Copy out the rows below, substituting "one point" for every "single point" and leaving the rest unchanged.

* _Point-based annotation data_
****************

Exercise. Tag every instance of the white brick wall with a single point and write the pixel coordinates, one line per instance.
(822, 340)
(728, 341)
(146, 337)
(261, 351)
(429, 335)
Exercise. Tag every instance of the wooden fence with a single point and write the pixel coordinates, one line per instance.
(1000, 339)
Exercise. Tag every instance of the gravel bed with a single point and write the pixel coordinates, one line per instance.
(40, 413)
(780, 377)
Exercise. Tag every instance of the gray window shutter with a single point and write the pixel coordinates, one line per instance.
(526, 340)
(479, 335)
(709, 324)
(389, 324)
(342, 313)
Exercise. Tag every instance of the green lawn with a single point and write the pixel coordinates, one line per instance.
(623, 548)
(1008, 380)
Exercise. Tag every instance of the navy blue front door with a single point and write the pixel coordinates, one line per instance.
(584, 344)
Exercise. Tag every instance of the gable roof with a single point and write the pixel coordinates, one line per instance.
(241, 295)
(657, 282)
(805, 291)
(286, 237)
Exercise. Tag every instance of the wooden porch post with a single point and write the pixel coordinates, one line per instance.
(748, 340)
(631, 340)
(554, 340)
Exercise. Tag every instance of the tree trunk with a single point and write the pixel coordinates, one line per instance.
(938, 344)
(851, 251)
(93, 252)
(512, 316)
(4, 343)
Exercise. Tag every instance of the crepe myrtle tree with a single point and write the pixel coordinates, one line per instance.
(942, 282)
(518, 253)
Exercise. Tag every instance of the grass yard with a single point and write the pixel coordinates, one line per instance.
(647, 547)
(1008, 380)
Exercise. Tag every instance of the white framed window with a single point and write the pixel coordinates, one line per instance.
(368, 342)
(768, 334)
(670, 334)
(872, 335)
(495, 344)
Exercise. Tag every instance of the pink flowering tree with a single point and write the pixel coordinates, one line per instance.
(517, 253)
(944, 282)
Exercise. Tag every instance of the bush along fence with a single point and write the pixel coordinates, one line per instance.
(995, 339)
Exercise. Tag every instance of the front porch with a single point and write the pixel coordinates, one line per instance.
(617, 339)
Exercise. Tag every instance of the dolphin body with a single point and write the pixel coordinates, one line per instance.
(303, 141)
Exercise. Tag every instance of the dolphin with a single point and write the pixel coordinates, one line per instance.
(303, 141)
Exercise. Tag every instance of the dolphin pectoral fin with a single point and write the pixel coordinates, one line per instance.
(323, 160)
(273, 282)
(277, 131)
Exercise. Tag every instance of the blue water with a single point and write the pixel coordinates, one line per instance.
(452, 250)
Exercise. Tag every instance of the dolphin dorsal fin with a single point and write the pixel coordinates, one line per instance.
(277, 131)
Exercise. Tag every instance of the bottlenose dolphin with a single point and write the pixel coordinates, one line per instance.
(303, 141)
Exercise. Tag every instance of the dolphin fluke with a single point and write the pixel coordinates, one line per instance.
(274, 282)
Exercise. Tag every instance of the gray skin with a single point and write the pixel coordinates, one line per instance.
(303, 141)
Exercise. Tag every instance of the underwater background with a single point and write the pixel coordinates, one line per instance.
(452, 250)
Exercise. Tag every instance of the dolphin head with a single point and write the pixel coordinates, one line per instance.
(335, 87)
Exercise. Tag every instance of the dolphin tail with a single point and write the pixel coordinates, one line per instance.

****************

* _SOLUTION TO THIS EXERCISE_
Exercise. Tag every instance of the white brick wall with a one point and write the pixel coordinates, one line per instance.
(822, 340)
(728, 341)
(146, 337)
(261, 351)
(429, 335)
Exercise. Tag every instance of the wooden fence with a one point and write the pixel coordinates, one line per instance.
(1000, 339)
Exercise. Tag every instance of the gravel bed with a one point and write the pixel coordinates, one line per instance.
(40, 413)
(780, 377)
Exercise. Tag every instance of the gray window shutter with a one point and write the pixel coordinates, one line per instance.
(526, 340)
(479, 335)
(709, 324)
(389, 324)
(342, 313)
Exercise. Tag every instance of the green lawn with a one point and write the pixel coordinates, one line per instance.
(623, 548)
(1008, 380)
Exercise. Tag every instance of the navy blue front door with a one point and write the pixel coordinates, one line per instance.
(584, 344)
Exercise. Tag every instance of the gable roof with a one point and write the pixel coordinates, one line per instance.
(241, 295)
(657, 282)
(805, 291)
(286, 237)
Exercise. Tag every instance of the wooden porch post with a one point and write the pixel coordinates, one line per instance.
(748, 340)
(631, 340)
(554, 340)
Exercise. Tag every instance of the tree trunk with a one point and write the pixel coordinates, one line per instance.
(938, 344)
(851, 251)
(93, 252)
(512, 316)
(4, 343)
Exercise. Tag every instance of the crepe myrtle tree with a one point and write the pixel coordinates, one line per instance.
(942, 282)
(518, 253)
Exercise. Tag every instance of the grass yard with a one point and write the pixel coordinates, one line per instance.
(647, 547)
(1008, 380)
Exercise. Tag every instance of the white framed window with a one point and write the pixel coordinates, one line per instance.
(368, 342)
(768, 334)
(670, 334)
(872, 335)
(495, 344)
Exercise. Tag every instance of the pink flowering tree with a one point and write the pixel coordinates, one line per instance.
(517, 253)
(944, 282)
Exercise. Tag every instance of the bush along fence with a one point and write the pixel coordinates, one line per instance.
(995, 339)
Exercise. Tag every instance of the front porch with a one point and write the pixel coordinates, one line per instance.
(617, 339)
Exercise. Tag every instance of the dolphin body with a one point and write the pixel coordinates, one line per instance.
(303, 141)
Exercise. Tag every instance of the dolphin with a one point and write the pixel coordinates, one line per instance.
(303, 141)
Exercise. Tag every instance of the dolphin pectoral fin with a one point and write the pixel coordinates, one line per instance.
(323, 160)
(273, 282)
(277, 131)
Exercise. Tag every instance of the blue water with a one point and write the pixel coordinates, one line per instance.
(452, 250)
Exercise. Tag every instance of the dolphin dorsal fin with a one point and write the pixel coordinates, one line per instance.
(277, 131)
Exercise. Tag every instance of the bottlenose dolphin with a one point and write the pixel coordinates, one line per instance.
(303, 141)
Exercise. Tag every instance of the dolphin fluke with a one point and write the pixel coordinates, one line per instance.
(274, 282)
Exercise. Tag every instance of the gray skin with a one point and write the pixel coordinates, one line per instance.
(303, 141)
Exercise. Tag every instance of the underwater background with a one point and write the pixel coordinates, one line per instance.
(452, 250)
Exercise. Tag every instance of the dolphin head with a one point and write the pixel coordinates, one line per instance.
(335, 87)
Exercise. Tag every instance of the dolphin tail with a one point and write the pixel coordinates, one line per instance.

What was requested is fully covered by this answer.